• WRITTEN TASK:
Locate every line in the material below that contains the word "tower" and copy each such line.

[Source data]
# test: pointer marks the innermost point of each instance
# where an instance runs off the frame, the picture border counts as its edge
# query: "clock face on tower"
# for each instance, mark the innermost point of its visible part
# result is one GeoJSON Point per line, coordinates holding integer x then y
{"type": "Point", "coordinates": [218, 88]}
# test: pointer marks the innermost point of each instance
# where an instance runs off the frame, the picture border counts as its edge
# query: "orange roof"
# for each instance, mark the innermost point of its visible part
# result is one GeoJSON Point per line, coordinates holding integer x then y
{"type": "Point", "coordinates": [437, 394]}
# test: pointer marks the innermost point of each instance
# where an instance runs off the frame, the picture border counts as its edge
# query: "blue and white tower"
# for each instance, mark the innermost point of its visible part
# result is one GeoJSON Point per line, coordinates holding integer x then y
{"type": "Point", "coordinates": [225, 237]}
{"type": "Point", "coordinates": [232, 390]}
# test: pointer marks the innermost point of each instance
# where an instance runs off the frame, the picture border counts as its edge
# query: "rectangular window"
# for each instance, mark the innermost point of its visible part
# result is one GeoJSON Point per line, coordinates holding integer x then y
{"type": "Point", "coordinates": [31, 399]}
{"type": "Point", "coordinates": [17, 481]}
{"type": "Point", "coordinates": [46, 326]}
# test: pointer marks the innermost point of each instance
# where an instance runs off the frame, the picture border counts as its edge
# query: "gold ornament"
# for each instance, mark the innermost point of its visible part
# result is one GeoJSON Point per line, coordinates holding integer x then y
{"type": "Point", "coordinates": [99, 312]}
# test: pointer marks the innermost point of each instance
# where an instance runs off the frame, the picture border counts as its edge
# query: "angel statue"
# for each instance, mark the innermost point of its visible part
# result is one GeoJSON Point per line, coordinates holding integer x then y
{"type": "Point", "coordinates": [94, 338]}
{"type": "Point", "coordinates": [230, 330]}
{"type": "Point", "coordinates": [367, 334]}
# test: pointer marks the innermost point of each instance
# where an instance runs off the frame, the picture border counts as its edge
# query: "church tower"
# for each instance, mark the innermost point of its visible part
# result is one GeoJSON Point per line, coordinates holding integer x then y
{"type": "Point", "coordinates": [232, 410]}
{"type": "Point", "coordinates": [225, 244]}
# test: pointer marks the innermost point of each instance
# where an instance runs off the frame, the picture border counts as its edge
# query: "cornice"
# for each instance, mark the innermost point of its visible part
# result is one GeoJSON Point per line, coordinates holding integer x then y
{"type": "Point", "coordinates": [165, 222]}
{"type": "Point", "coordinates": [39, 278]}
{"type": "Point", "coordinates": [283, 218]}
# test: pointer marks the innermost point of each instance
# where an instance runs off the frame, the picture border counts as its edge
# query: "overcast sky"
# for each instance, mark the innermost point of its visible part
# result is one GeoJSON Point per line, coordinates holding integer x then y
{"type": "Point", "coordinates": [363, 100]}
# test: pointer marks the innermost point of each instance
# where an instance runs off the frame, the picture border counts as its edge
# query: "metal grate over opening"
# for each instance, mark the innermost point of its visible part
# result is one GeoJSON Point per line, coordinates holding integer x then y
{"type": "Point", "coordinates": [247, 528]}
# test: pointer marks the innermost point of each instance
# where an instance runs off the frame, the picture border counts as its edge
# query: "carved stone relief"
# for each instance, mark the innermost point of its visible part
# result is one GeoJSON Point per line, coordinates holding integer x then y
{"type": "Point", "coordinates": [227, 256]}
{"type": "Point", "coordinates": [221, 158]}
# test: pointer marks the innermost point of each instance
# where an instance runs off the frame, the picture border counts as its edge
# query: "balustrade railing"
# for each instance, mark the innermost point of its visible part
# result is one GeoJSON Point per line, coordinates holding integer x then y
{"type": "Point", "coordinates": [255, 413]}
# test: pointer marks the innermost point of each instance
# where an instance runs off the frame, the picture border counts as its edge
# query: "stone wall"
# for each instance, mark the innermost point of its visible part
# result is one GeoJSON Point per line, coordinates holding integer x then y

• EXPECTED ANSWER:
# query: "clock face on tower"
# query: "blue and white tower"
# query: "church tower"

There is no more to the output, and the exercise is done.